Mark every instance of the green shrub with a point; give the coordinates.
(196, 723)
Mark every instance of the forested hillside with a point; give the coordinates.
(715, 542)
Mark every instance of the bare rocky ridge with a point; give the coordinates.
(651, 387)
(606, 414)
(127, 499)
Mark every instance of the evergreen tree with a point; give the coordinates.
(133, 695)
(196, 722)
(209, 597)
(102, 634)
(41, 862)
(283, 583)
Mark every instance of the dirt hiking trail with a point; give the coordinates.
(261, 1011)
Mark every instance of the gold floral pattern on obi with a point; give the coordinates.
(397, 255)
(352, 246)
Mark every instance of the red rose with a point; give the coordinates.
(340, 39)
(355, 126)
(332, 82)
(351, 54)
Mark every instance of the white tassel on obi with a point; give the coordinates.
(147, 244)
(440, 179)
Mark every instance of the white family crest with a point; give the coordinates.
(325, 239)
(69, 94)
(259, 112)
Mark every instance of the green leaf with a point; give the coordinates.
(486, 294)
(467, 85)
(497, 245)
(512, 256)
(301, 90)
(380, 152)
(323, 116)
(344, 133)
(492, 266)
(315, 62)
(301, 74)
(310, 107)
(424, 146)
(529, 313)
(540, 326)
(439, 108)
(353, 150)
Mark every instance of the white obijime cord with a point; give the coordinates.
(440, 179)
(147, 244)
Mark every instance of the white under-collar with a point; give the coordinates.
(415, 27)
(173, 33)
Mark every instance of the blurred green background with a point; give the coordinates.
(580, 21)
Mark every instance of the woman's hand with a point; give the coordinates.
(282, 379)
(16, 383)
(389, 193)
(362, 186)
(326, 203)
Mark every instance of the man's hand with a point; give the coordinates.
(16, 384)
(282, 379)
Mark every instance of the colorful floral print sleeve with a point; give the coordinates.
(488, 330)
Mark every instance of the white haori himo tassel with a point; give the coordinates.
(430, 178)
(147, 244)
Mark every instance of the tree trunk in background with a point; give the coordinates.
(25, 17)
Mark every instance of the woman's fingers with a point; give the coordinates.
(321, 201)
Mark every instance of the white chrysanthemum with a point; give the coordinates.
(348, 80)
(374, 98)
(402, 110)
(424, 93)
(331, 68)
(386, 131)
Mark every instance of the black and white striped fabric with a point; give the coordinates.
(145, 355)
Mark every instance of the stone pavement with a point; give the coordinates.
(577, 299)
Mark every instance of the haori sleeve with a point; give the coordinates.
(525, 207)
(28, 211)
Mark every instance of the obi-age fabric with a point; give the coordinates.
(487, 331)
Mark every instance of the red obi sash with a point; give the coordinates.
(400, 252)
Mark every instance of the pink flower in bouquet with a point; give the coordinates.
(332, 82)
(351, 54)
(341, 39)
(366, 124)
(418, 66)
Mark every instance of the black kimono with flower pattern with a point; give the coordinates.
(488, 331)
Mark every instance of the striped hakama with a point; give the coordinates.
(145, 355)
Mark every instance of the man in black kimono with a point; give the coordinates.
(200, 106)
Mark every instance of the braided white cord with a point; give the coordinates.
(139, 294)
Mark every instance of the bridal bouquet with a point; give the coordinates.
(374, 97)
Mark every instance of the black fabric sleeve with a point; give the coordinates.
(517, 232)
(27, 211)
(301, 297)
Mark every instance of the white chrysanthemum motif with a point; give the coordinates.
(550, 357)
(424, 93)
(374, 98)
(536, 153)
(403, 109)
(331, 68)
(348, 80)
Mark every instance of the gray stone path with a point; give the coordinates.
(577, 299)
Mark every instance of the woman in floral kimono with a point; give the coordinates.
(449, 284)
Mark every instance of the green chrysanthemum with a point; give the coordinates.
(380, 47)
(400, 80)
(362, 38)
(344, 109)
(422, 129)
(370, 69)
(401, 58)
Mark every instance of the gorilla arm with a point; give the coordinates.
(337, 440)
#####
Work instructions:
Could you copy the rows from the one containing "Mark every instance of the woman in" through the final row, including both, without changing anything?

Solution to this exercise:
Mark every instance of the woman in floral kimono with a point; give the coordinates.
(449, 284)
Mark every instance of the green chrysanthemum with a point; give the coordinates.
(380, 47)
(400, 80)
(362, 38)
(344, 109)
(422, 129)
(370, 69)
(401, 58)
Mark every instance of the gorilla arm with a point; give the coordinates.
(337, 440)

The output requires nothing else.